- What you will do:
Where the string "stone" shows up in a line of the records, copy that line.

- Supplied material:
%%

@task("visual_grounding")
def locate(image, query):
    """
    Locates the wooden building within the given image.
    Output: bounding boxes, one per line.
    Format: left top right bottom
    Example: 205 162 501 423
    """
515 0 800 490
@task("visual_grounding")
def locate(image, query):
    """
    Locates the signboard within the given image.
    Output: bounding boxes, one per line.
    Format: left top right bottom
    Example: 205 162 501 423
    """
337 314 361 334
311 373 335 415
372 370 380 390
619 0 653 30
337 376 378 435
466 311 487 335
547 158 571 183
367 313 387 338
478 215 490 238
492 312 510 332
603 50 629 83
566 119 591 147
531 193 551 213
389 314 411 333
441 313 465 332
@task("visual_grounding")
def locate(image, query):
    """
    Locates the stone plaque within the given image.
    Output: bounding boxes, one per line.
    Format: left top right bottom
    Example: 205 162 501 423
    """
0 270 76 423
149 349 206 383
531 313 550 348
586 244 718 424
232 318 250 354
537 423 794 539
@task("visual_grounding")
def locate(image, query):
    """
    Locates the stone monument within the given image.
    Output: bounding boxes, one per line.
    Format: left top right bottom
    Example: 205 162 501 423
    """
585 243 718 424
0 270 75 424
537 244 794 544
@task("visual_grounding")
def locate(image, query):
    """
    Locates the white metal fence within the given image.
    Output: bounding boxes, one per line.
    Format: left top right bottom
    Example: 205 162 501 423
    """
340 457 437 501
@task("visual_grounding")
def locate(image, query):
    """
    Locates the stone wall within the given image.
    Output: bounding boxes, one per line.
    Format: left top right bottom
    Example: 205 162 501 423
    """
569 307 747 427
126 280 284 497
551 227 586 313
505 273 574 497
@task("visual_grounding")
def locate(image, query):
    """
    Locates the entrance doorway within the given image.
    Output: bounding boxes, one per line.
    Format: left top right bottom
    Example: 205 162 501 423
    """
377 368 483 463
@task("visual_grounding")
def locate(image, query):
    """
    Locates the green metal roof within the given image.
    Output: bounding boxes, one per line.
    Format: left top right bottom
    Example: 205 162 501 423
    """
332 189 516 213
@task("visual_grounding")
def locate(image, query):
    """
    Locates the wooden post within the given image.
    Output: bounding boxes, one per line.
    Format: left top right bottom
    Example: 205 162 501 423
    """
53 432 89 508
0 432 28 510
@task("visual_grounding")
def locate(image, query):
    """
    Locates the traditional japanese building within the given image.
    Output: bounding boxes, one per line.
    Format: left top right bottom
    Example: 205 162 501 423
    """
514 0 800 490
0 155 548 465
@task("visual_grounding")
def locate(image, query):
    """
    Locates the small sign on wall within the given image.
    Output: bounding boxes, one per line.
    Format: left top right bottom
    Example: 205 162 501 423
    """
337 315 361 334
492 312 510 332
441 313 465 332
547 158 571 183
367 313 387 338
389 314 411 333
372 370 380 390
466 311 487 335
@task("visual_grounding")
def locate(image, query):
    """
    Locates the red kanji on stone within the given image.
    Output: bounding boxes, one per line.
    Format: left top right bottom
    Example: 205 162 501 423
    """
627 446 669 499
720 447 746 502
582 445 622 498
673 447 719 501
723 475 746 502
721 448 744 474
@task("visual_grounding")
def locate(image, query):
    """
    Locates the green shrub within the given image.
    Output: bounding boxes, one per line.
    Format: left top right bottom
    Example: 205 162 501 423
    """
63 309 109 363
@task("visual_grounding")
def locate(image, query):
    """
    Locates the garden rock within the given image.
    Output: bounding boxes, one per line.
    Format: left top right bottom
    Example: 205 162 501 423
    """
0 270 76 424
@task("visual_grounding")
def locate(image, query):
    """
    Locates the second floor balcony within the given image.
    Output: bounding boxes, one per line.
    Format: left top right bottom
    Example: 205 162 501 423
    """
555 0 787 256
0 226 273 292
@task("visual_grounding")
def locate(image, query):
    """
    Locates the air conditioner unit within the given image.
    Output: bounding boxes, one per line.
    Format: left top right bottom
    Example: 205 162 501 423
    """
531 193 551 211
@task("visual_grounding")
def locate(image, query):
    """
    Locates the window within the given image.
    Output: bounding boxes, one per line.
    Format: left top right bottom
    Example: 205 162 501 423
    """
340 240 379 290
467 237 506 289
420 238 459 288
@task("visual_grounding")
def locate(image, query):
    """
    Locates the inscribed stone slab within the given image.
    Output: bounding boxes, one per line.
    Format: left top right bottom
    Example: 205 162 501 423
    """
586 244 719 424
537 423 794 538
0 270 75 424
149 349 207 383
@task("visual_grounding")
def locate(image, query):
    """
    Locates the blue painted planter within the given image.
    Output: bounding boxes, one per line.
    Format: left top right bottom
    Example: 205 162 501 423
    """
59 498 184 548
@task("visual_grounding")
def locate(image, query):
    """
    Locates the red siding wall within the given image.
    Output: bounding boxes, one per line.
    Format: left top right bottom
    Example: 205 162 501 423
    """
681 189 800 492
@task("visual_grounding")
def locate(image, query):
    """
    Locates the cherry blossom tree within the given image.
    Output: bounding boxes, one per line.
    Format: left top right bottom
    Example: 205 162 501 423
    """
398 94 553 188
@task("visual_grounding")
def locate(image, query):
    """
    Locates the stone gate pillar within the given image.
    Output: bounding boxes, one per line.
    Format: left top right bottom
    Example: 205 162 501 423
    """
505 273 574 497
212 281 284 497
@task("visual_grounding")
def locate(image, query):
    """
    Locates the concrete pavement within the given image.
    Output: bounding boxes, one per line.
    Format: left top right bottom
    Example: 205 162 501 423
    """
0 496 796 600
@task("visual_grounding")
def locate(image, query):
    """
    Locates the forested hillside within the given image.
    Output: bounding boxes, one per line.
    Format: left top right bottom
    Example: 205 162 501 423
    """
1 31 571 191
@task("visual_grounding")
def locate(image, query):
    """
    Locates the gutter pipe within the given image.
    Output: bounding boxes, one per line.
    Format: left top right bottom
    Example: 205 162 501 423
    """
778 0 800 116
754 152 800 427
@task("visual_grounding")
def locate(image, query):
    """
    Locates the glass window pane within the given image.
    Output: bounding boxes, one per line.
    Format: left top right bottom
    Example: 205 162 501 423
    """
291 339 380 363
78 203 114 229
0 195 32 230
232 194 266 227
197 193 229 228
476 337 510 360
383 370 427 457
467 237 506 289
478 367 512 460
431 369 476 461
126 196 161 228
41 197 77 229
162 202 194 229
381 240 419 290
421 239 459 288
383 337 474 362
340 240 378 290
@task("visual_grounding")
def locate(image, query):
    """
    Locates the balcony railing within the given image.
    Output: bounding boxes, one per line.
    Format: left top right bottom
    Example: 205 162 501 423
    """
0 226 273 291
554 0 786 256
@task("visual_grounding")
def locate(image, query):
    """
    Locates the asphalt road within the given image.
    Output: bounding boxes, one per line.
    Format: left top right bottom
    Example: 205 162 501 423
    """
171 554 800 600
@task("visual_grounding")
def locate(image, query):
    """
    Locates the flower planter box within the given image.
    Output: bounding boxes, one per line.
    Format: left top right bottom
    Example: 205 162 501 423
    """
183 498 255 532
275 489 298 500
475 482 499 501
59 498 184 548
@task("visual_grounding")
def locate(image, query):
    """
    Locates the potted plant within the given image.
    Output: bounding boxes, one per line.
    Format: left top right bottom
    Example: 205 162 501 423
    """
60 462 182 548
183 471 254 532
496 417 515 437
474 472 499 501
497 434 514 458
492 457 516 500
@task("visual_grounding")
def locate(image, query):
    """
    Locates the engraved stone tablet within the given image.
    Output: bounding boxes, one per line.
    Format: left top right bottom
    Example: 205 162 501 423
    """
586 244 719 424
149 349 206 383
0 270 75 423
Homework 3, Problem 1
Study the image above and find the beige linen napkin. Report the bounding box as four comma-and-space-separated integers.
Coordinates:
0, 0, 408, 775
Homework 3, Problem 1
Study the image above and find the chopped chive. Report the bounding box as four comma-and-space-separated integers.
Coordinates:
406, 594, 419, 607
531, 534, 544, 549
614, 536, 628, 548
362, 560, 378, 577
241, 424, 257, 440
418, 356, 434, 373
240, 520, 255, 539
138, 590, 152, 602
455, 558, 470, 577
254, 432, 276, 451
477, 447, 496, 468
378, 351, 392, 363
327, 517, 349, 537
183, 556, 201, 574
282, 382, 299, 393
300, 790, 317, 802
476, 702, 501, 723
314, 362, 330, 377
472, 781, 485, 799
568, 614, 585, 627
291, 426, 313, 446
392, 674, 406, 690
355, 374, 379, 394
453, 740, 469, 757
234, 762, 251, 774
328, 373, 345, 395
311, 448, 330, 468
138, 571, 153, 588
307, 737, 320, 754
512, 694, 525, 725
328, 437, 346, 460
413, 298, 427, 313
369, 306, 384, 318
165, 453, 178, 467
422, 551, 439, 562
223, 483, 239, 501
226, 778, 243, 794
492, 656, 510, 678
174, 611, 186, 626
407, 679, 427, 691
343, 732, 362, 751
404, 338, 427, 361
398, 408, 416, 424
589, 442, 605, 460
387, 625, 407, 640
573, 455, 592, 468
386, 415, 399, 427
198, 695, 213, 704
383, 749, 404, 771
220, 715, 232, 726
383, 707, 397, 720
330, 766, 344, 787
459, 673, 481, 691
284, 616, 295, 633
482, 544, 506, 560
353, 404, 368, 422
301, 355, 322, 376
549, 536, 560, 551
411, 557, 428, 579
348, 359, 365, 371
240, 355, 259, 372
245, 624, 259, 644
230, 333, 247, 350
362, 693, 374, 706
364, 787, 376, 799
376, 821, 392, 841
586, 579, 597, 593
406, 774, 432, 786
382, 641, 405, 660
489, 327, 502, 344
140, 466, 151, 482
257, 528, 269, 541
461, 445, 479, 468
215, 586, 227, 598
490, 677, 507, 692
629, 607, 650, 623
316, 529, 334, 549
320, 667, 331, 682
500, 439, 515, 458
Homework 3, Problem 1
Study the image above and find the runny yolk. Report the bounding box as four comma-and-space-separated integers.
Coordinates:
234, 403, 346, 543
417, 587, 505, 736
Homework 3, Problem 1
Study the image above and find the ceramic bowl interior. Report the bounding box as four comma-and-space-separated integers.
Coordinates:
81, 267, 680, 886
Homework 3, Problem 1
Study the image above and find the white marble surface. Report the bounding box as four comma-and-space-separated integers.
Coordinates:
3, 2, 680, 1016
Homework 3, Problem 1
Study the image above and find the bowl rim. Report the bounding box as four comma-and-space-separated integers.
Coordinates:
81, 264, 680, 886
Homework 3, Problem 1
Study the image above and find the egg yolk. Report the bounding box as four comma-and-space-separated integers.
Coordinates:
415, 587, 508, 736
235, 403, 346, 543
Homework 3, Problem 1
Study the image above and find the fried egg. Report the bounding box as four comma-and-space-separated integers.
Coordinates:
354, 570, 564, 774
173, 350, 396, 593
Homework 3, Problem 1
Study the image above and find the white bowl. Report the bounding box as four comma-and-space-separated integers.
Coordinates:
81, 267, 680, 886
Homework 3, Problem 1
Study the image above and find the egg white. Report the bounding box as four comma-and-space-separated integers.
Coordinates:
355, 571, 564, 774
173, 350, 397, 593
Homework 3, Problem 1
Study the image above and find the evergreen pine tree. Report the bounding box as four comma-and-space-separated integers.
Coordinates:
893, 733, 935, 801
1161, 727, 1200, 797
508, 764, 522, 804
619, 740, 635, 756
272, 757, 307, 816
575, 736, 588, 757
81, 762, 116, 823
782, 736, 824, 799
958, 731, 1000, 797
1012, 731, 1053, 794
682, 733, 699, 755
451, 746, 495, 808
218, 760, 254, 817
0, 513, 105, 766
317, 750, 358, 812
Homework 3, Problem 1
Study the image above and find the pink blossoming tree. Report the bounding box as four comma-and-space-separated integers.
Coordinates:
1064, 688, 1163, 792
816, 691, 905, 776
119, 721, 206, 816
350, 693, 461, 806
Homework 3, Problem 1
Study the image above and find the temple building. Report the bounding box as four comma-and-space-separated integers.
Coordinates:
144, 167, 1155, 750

%%

- Task result:
    Locates the stone plaque within the given image.
    Locates the stone monument within the given image.
    Locates the stone wall within the given image.
    Locates the red kanji on stone within the given image.
    Locates the inscribed stone slab within the given image.
    Locates the stone gate pillar within the given image.
    Locates the engraved stone tablet within the given image.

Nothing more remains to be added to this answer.